EXERCISE REQUIREMENTS:
Reproduce the stretch of entries from the line containing "Practice step: locate the oven" through the line containing "x=588, y=297", putting "range handle" wherever "oven handle" appears and keeping all other text unchanged.

- - - - - - -

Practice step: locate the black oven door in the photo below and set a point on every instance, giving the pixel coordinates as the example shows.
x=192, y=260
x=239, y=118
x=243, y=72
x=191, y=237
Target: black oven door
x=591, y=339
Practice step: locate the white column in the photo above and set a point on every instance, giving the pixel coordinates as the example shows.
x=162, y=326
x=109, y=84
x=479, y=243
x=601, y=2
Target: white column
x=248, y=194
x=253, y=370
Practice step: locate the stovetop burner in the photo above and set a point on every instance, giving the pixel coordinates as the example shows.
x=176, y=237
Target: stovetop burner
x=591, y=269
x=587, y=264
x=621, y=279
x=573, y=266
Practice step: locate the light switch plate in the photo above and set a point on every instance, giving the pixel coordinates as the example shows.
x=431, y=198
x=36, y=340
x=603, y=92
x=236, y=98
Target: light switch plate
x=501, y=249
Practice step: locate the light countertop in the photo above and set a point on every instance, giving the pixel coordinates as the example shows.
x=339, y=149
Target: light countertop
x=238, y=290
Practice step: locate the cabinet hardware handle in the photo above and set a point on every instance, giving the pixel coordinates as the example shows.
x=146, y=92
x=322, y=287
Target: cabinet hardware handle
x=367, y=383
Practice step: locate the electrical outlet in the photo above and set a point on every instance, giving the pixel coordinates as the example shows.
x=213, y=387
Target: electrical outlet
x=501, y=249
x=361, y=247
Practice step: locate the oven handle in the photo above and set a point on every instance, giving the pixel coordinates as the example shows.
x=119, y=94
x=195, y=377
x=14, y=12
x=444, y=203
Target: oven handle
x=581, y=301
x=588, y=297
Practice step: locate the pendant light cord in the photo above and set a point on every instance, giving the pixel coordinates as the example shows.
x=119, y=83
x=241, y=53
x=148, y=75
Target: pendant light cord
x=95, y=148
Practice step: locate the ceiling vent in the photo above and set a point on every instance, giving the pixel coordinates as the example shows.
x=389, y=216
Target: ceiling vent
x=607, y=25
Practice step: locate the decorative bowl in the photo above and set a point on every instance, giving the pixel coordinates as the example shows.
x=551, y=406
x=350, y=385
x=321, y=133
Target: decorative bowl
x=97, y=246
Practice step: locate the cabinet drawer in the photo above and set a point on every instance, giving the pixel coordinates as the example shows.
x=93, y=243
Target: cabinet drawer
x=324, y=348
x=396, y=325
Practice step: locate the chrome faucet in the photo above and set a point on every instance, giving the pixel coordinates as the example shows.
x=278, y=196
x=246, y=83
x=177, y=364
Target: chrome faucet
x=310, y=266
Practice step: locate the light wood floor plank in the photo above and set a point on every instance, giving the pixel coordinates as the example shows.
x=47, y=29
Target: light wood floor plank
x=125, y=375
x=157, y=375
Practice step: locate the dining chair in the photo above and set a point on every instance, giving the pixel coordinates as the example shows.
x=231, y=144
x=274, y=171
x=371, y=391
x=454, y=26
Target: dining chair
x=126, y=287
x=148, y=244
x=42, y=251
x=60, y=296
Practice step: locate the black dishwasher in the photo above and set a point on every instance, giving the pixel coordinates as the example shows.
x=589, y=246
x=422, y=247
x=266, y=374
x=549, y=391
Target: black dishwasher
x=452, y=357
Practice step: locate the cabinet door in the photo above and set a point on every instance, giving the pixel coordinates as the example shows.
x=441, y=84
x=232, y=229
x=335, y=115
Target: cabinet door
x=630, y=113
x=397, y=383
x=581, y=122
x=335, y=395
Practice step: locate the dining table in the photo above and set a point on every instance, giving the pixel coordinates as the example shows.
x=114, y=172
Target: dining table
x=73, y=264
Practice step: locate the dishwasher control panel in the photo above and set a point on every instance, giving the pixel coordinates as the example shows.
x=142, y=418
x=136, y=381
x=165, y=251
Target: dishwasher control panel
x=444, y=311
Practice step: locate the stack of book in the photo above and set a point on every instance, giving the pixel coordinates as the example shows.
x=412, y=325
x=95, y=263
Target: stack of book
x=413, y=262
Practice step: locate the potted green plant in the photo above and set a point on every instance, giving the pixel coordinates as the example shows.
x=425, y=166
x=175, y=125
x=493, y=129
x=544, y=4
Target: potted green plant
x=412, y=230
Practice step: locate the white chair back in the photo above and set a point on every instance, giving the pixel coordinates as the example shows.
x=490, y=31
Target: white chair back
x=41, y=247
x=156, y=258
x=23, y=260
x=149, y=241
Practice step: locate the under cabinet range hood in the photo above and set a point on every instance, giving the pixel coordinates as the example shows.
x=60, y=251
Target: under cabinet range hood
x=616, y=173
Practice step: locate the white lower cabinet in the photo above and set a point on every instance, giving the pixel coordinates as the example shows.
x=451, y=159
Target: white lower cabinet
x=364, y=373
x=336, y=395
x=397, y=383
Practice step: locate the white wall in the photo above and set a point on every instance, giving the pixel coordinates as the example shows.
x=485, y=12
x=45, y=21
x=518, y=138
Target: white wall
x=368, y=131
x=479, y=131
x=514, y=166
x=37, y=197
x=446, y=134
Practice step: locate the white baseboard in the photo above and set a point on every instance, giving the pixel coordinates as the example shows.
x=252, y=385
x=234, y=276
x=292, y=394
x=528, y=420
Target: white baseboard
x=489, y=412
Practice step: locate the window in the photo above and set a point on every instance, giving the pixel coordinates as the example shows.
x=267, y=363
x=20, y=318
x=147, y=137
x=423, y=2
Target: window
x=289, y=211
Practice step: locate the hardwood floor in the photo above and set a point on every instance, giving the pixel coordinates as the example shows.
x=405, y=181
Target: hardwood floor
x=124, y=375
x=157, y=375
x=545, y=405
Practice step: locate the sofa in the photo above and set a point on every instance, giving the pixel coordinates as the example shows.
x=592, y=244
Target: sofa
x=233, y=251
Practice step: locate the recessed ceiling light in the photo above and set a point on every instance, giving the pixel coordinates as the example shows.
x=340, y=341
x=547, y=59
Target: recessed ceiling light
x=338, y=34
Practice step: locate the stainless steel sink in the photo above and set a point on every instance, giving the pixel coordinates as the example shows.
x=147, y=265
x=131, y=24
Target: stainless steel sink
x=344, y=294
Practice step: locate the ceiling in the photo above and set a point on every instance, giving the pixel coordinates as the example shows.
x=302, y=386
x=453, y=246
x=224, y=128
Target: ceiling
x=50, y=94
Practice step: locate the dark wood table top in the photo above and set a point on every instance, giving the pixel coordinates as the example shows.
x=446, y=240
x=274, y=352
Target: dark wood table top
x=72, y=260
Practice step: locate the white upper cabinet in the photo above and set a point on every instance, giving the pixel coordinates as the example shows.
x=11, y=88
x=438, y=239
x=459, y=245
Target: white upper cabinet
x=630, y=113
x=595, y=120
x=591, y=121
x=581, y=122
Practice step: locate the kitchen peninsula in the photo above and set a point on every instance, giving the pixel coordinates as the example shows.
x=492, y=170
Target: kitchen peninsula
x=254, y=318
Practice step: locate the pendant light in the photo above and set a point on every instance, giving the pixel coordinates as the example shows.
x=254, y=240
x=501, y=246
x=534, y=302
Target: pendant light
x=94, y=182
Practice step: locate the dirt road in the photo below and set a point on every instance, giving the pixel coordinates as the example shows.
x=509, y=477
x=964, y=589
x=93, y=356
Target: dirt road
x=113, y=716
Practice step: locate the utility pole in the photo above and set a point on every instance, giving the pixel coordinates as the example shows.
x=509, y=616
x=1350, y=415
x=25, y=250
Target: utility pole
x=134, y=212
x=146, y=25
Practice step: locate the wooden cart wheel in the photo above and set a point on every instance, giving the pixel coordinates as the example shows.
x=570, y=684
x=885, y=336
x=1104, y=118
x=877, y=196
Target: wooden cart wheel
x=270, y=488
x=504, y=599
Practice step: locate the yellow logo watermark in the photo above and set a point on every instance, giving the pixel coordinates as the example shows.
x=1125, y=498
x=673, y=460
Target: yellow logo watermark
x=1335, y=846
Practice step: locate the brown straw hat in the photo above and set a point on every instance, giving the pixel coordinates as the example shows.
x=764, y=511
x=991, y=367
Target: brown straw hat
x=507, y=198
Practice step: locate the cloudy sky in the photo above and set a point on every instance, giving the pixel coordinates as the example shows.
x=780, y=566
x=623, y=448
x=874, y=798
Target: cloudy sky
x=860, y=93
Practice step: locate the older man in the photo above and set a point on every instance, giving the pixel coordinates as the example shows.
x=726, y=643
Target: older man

- - - - - - -

TASK RESULT:
Practice step: locate the range handle in the photo above and set a point on every instance, giving the pixel coordinates as the example shows.
x=119, y=94
x=195, y=377
x=14, y=12
x=444, y=203
Target: range handle
x=581, y=301
x=588, y=297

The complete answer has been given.